— EXERCISE INPUTS —

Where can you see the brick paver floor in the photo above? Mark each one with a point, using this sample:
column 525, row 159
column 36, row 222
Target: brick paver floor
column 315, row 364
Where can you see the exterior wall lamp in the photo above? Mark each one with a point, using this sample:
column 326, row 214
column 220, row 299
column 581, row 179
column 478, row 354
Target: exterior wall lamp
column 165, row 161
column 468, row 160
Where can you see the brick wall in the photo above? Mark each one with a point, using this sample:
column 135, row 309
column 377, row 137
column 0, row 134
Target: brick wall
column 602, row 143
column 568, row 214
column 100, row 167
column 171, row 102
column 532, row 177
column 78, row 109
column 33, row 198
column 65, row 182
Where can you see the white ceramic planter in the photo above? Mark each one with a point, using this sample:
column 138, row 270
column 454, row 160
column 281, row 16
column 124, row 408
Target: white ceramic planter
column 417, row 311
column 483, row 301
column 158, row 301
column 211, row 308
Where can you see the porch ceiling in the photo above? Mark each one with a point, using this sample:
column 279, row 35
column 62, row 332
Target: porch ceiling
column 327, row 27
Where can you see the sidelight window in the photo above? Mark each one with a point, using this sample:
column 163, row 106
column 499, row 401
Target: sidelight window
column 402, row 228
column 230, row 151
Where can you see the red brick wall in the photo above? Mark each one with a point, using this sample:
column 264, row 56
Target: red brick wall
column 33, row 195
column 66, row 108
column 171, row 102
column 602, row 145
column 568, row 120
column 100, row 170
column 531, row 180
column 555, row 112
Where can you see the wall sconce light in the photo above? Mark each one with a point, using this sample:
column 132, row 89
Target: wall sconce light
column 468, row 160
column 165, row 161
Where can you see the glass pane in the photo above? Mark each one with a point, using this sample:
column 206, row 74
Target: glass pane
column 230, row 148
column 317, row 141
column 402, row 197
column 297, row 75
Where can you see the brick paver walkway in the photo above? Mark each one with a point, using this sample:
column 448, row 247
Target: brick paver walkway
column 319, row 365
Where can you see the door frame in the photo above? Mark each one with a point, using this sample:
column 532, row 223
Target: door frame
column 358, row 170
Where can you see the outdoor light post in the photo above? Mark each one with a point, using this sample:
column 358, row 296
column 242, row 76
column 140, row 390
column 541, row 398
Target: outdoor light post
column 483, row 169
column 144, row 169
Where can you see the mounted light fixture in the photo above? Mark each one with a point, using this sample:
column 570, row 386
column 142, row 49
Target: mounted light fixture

— TASK DESCRIPTION —
Write out again, word for word, the lines above from the line with "Where can you see the brick wall" to the line with "column 65, row 182", including both of those lines.

— TASK OUTPUT —
Where can you see the brick wall in the photo above? Mark each one with a point, using this sample:
column 135, row 309
column 377, row 137
column 0, row 134
Target: brick wall
column 602, row 143
column 568, row 214
column 100, row 167
column 171, row 102
column 532, row 177
column 78, row 109
column 33, row 198
column 65, row 182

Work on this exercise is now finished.